● Task: Your answer must contain each line of the data, copied exactly.

(Stored entries)

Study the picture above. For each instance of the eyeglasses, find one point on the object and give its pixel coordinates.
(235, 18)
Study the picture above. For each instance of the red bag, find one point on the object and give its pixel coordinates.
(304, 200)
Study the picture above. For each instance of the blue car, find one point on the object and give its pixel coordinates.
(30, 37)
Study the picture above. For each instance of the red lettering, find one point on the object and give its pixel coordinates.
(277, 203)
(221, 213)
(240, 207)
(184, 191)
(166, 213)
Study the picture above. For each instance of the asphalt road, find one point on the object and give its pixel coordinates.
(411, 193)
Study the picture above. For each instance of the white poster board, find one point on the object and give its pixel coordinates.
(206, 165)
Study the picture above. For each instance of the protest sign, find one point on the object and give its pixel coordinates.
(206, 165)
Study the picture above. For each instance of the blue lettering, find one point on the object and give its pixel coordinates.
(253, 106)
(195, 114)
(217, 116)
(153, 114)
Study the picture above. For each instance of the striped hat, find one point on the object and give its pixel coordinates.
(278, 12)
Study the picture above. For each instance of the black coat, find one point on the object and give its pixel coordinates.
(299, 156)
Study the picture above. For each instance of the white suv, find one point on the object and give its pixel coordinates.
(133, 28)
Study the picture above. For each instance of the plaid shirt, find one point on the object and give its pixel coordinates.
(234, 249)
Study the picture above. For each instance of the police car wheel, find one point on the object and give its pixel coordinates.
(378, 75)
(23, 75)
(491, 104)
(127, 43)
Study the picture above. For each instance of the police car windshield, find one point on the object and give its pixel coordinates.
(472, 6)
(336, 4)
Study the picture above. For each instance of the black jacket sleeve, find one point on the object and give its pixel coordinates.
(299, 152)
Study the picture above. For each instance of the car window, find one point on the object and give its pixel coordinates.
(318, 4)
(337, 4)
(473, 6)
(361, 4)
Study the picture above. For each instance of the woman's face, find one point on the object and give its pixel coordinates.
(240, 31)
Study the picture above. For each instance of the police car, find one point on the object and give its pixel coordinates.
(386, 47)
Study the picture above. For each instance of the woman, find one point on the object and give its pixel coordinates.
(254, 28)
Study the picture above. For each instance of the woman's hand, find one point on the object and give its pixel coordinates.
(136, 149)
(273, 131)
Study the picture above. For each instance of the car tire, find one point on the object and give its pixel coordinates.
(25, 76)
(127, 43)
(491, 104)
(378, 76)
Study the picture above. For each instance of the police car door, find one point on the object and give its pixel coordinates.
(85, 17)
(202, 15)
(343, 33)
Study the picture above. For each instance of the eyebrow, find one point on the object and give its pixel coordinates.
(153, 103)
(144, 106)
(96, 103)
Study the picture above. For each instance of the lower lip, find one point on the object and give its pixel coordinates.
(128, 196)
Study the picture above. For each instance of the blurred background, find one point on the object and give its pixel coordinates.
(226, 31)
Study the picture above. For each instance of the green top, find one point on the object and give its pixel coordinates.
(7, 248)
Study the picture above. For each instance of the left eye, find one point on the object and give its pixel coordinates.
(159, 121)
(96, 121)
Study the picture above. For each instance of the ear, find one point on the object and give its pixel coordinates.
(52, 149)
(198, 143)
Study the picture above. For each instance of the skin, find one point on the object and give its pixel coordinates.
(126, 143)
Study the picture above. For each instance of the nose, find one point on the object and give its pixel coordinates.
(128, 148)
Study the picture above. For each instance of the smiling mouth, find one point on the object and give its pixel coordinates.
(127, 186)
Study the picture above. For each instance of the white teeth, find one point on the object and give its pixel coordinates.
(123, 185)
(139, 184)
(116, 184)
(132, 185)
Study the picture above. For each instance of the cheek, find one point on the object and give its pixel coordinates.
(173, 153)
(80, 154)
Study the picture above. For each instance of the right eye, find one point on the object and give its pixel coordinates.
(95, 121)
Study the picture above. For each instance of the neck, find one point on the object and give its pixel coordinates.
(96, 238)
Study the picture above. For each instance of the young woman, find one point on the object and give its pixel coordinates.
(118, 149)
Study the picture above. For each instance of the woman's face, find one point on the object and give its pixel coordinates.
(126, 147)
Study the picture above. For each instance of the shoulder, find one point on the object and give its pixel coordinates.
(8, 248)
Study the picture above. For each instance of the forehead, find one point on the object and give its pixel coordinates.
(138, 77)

● Written solution:
Study the picture above. For each instance of the eyeglasses, find one point on the object and give its pixel coordinates.
(235, 18)
Study the picture above. For each instance of the red bag, find one point on the object and give its pixel coordinates.
(304, 200)
Study the picture above. For each instance of the blue car, find one point on the object and give its pixel coordinates.
(30, 37)
Study the picture above. For each instance of the red lettering, find one point on the object and give its pixel coordinates.
(277, 203)
(221, 213)
(240, 207)
(184, 191)
(166, 213)
Study the picture above. For each instance of the asphalt road, find one point on the object and give its pixel coordinates.
(411, 193)
Study the picture above. For each instance of the white poster board, find one point on the object and give its pixel coordinates.
(206, 165)
Study the picture above. For each instance of the protest sign, find one point on the object and give its pixel coordinates.
(206, 165)
Study the picture above. For each instance of the blue lettering, find one point on the object and give its pixel coordinates.
(253, 106)
(195, 114)
(217, 116)
(153, 114)
Study the picture above. For each instance of the striped hat, find one point on the object and give its pixel coordinates.
(278, 12)
Study the picture above. For each instance of the black coat, find one point on the object and give its pixel coordinates.
(299, 156)
Study the picture above. For each instance of the white suv, find one point on the object and give its pixel coordinates.
(133, 28)
Study the picture above. For each instance of the plaid shirt, find one point on the object and give its pixel coordinates.
(234, 249)
Study the picture above. For each instance of the police car wheel, find one point on the object and give its pixel coordinates.
(378, 75)
(23, 75)
(491, 104)
(127, 43)
Study the picture above. For each instance of the police car windshield, find one point on the object and give its pixel coordinates.
(472, 6)
(336, 4)
Study the picture above. For each instance of the black jacket sleeve, find one point on the object and give its pixel coordinates.
(299, 152)
Study the picture above. For each instance of the car window, find one point on the object and give its pixel coordinates.
(318, 4)
(337, 4)
(473, 6)
(361, 4)
Study the picture above. For each instance of the woman's face, find one point on the object and give its pixel coordinates.
(240, 31)
Study the picture above. For each instance of the police car, find one point on the object and give its pixel coordinates.
(386, 47)
Study the picture above. For each instance of the woman, find one point on the object and give its pixel coordinates.
(254, 28)
Study the picture above. For each instance of the woman's hand, find one point on the object and give its pixel coordinates.
(136, 149)
(273, 131)
Study the picture above. For each instance of the car tire, find one point on the object and give its pixel coordinates.
(25, 76)
(127, 43)
(491, 104)
(378, 76)
Study the picture above. For each instance of the police car door, find one point on the object and give its pixel coordinates.
(85, 17)
(202, 15)
(343, 33)
Study the picture above. For each instance of the eyebrow, find one point on the object and give its pixel coordinates.
(153, 103)
(144, 106)
(96, 103)
Study the picture above. For each instance of the lower lip, find one point on the object and give its pixel coordinates.
(128, 196)
Study the picture above. For each instance of the blurred background, find one point on the object and give its pixel coordinates.
(226, 31)
Study the picture above. For each instance of the green top, find one point on the object and give its pixel coordinates.
(7, 248)
Study the picture above. For each instance of the left eye, find one point on the object and give its pixel coordinates.
(159, 121)
(96, 121)
Study the picture above. For each instance of the ear, find one point on the object and give its pixel coordinates.
(52, 149)
(198, 143)
Study the picture above. For each instance of the skin, find one point on the object and give its pixel coordinates.
(126, 143)
Study the picture above. For each instance of the nose, find one point on the object and give its pixel coordinates.
(128, 148)
Study the picture above. For each instance of the smiling mouth, find one point on the object and give its pixel coordinates.
(127, 186)
Study the picture above. For each instance of the white teeth, find one point on the object and give its pixel coordinates.
(123, 185)
(139, 184)
(116, 184)
(132, 185)
Study the picture above. For each instance of the cheek, find one point on the object and give its pixel coordinates.
(173, 153)
(80, 154)
Study the picture above. For each instance of the right eye, find one point on the object and give its pixel coordinates.
(95, 121)
Study the picture above. For each instance of the neck, find one point on the object and give its pixel coordinates.
(96, 238)
Study the picture above. For each instance of the young woman, find one point on the object and give its pixel coordinates.
(118, 149)
Study the picture above. For each instance of the woman's face, find one point on the object and give its pixel coordinates.
(126, 147)
Study the picture above. For each instance of the shoulder, find one point on the object and give its pixel coordinates.
(8, 248)
Study the picture above. For each instance of the forehead, find one point on the object and give its pixel coordinates.
(138, 77)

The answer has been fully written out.